>> begin

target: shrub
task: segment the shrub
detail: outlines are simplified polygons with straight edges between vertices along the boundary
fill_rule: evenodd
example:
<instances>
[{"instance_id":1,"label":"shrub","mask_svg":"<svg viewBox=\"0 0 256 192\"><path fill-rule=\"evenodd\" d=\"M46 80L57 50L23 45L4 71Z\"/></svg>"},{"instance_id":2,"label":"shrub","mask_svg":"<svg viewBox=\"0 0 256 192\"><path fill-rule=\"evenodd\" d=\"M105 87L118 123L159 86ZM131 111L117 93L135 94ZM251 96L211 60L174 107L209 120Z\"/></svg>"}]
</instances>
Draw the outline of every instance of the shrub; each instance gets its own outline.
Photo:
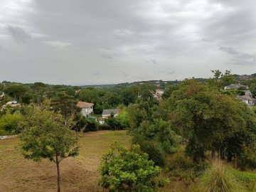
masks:
<instances>
[{"instance_id":1,"label":"shrub","mask_svg":"<svg viewBox=\"0 0 256 192\"><path fill-rule=\"evenodd\" d=\"M9 133L18 134L21 132L18 124L23 121L24 117L19 111L13 114L7 111L0 119L0 127Z\"/></svg>"},{"instance_id":2,"label":"shrub","mask_svg":"<svg viewBox=\"0 0 256 192\"><path fill-rule=\"evenodd\" d=\"M235 176L220 161L213 161L202 177L203 191L206 192L240 191Z\"/></svg>"},{"instance_id":3,"label":"shrub","mask_svg":"<svg viewBox=\"0 0 256 192\"><path fill-rule=\"evenodd\" d=\"M109 191L156 191L161 169L148 160L146 154L141 154L139 146L131 150L120 146L112 147L103 156L99 171L100 183Z\"/></svg>"},{"instance_id":4,"label":"shrub","mask_svg":"<svg viewBox=\"0 0 256 192\"><path fill-rule=\"evenodd\" d=\"M99 130L110 130L110 126L106 124L100 124L98 127Z\"/></svg>"},{"instance_id":5,"label":"shrub","mask_svg":"<svg viewBox=\"0 0 256 192\"><path fill-rule=\"evenodd\" d=\"M78 119L73 129L77 132L82 131L84 132L95 132L98 130L98 127L99 123L95 119L87 119L82 116Z\"/></svg>"},{"instance_id":6,"label":"shrub","mask_svg":"<svg viewBox=\"0 0 256 192\"><path fill-rule=\"evenodd\" d=\"M149 159L152 160L156 165L164 166L165 164L166 152L162 149L161 144L154 140L144 139L139 135L134 136L132 142L139 144L142 151L146 153Z\"/></svg>"}]
</instances>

>> end

### To do
Copy out every entry above word for word, leaving the pictures out of your answer.

### Answer for this exercise
target: shrub
task: segment the shrub
detail: outlines are simplified polygons with straight edges between vertices along the boundary
fill_rule: evenodd
example:
<instances>
[{"instance_id":1,"label":"shrub","mask_svg":"<svg viewBox=\"0 0 256 192\"><path fill-rule=\"evenodd\" d=\"M46 80L57 50L23 45L4 71Z\"/></svg>"},{"instance_id":2,"label":"shrub","mask_svg":"<svg viewBox=\"0 0 256 192\"><path fill-rule=\"evenodd\" d=\"M105 87L118 123L159 86ZM131 111L117 93L135 94ZM251 96L211 60L174 107L209 120Z\"/></svg>"}]
</instances>
Draw the outline of every instance of the shrub; each instance gets its own outline.
Photo:
masks:
<instances>
[{"instance_id":1,"label":"shrub","mask_svg":"<svg viewBox=\"0 0 256 192\"><path fill-rule=\"evenodd\" d=\"M9 133L18 134L21 132L18 124L23 121L24 117L19 111L13 114L7 111L0 119L0 127Z\"/></svg>"},{"instance_id":2,"label":"shrub","mask_svg":"<svg viewBox=\"0 0 256 192\"><path fill-rule=\"evenodd\" d=\"M235 176L220 161L213 161L202 177L203 191L206 192L240 191Z\"/></svg>"},{"instance_id":3,"label":"shrub","mask_svg":"<svg viewBox=\"0 0 256 192\"><path fill-rule=\"evenodd\" d=\"M109 191L156 191L161 169L148 160L146 154L141 154L139 146L131 150L120 146L112 147L103 156L99 171L100 183Z\"/></svg>"},{"instance_id":4,"label":"shrub","mask_svg":"<svg viewBox=\"0 0 256 192\"><path fill-rule=\"evenodd\" d=\"M99 130L110 130L110 126L106 124L100 124L98 127Z\"/></svg>"},{"instance_id":5,"label":"shrub","mask_svg":"<svg viewBox=\"0 0 256 192\"><path fill-rule=\"evenodd\" d=\"M78 119L73 129L77 132L82 131L84 132L95 132L98 130L98 127L99 123L95 119L87 119L82 116Z\"/></svg>"},{"instance_id":6,"label":"shrub","mask_svg":"<svg viewBox=\"0 0 256 192\"><path fill-rule=\"evenodd\" d=\"M149 159L152 160L156 165L164 166L165 164L166 152L162 149L161 144L154 140L144 139L139 135L134 136L132 142L139 144L142 151L146 153Z\"/></svg>"}]
</instances>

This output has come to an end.